Stated problem 1
In the forum thread on building a binary search tree from a queue, what do the values in the queue represent?
Stated problem 2
Write out the records again, starting with the line that contains "If you could pin the blue" and going on through the end of the records, with the requests included. Shift every coordinate value in the answers up by 42.

Document segment

★ ★ ★ ★ ★

In the below code, I am reading and building a BST from all the values stored in a Queue. The Queue values are the In-Order traversal of the tree that I have read from another method.

    TreeNode root2;
public void readBST(Queue<Integer> input){
    if (input==null || input.isEmpty()) return;     
    int i=input.poll();
    root2 = new TreeNode(i);
    readBSTHelper(root2.leftChild , input, Integer.MIN_VALUE , i-1);
    readBSTHelper(root2.rightChild, input, i+1, Integer.MAX_VALUE);
}

private void readBSTHelper(TreeNode curr, Queue<Integer> input, int min, int max){
    if (input==null && input.isEmpty()) return;
    int i = input.peek();
    if (i>=min && i<=max){
        input.poll();
        curr = new TreeNode(i);
        readBSTHelper(curr.leftChild, input, min, i-1);
        readBSTHelper(curr.rightChild,input, i+1, max);
    }
}

However, the problem I am facing is that when the root2 is created, it's leftChild and rightChild are null. in fact TreeNode(i) makes a TreeNode with data=i and leftChild and rightChild equal null. When I call the readBSTHelper passing the root2.leftChild, it passes a null pointer. Since it is a null pointer a copy of the null pointer is passed to readBSTHelper. Thus, the result from the readBSTHelper is lost and never returned/assigned to the real root2.leftChild. We can prevent such a problem in C++ by passing the reference of the original pointer. I was able to temporarily solve the problem by modifying the code as below:

    TreeNode root2;
public void readBST(Queue<Integer> input){
    if (input==null || input.isEmpty()) return;     
    int i=input.poll();
    root2 = new TreeNode(i);
    readBSTHelper(root2, "left", input, Integer.MIN_VALUE , i-1);
    readBSTHelper(root2, "right", input, i+1, Integer.MAX_VALUE);
}
private void readBSTHelper(TreeNode curr, String side, Queue<Integer> input, int min, int max){
    if (input.isEmpty()) return;
    int i = input.peek();
    if (i>=min && i<=max){
        input.poll();
        if (side.equals("left")) {
            curr.leftChild = new TreeNode(i);
            readBSTHelper(curr.leftChild,"left", input, min, i-1);
            readBSTHelper(curr.leftChild, "right", input, i+1, max);
        } else {
            curr.rightChild = new TreeNode(i);
            readBSTHelper(curr.rightChild,"left", input, min, i-1);
            readBSTHelper(curr.rightChild, "right", input, i+1, max);
        }

    }
}

But this code looks ugly to me. Any advise on how to make the first code work?

share|improve this question
4  
You can't pass by reference in Java (well, technically you can but it's a long and bothersome process with reflection). –  Benjamin Gruenbaum Mar 8 '13 at 7:09
    
Possible answer: stackoverflow.com/questions/15203969/… –  Dariusz Mar 8 '13 at 7:13
    
@Benjamin I know you can't pass by reference in java. My question was on how we can reach the equivalent functionality in the above code –  reza Mar 8 '13 at 7:20
    
possible duplicate of Passing by reference in Java? –  jachguate Mar 8 '13 at 7:20
    
@Dariusz I checked your suggestion but it is just a wrapper class. I can't see how a wrapper can solve the above problem. we are still calling the helper method with the null object that leads to the same problem. –  reza Mar 8 '13 at 7:21

1 Answer 1

up vote 1 down vote accepted

Option 1: Wrapper

class NodeWrapper
{
  TreeNode node;
}

class TreeNode
{
  ...

★ ★ ★ ★ ★

Records from a collection
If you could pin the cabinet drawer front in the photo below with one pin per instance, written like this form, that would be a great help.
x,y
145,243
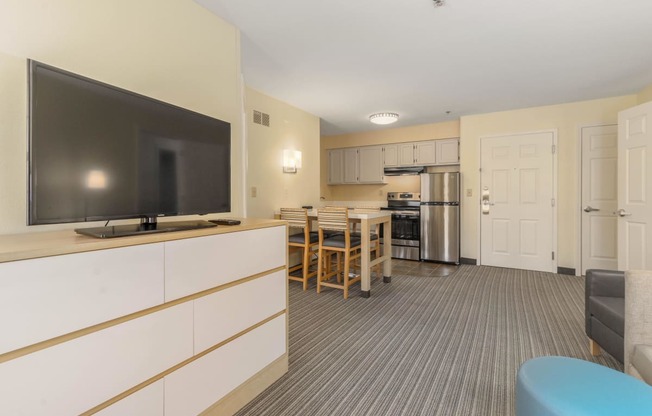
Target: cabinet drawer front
x,y
145,402
225,313
51,296
197,264
76,376
195,387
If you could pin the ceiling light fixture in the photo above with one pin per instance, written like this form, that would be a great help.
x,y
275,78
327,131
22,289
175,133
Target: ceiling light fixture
x,y
383,118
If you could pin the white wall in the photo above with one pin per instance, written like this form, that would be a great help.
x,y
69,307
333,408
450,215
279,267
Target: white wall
x,y
290,128
172,50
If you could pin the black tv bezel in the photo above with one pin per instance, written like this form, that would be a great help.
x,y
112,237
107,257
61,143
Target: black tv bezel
x,y
146,217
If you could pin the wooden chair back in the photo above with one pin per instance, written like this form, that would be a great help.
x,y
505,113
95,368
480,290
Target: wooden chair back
x,y
333,219
296,217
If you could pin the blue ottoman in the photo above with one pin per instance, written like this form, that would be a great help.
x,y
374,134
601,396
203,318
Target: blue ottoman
x,y
567,386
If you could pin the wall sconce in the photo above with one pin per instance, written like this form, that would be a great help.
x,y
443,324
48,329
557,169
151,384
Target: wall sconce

★ ★ ★ ★ ★

Task solution 1
They are the in-order traversal of the tree, read from another method.

Task solution 2
If you could pin the blue ottoman in the photo above with one pin per instance, written like this form, that would be a great help.
x,y
374,134
601,396
203,318
Target: blue ottoman
x,y
609,428
If you could pin the wall sconce in the photo above with one pin per instance, written like this form, that would be a great help.
x,y
443,324
48,329
557,169
151,384
Target: wall sconce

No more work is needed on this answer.